Data shown section start
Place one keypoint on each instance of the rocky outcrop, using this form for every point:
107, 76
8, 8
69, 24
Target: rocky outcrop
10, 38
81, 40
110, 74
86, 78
Data shown section end
What you are asked to do
Whatever appears in the data above is to be set down exactly.

Output of the task
Place one keypoint on each instance of the rocky outcrop, using this form for every point:
107, 76
8, 8
69, 24
Target: rocky outcrop
10, 38
81, 40
110, 74
86, 78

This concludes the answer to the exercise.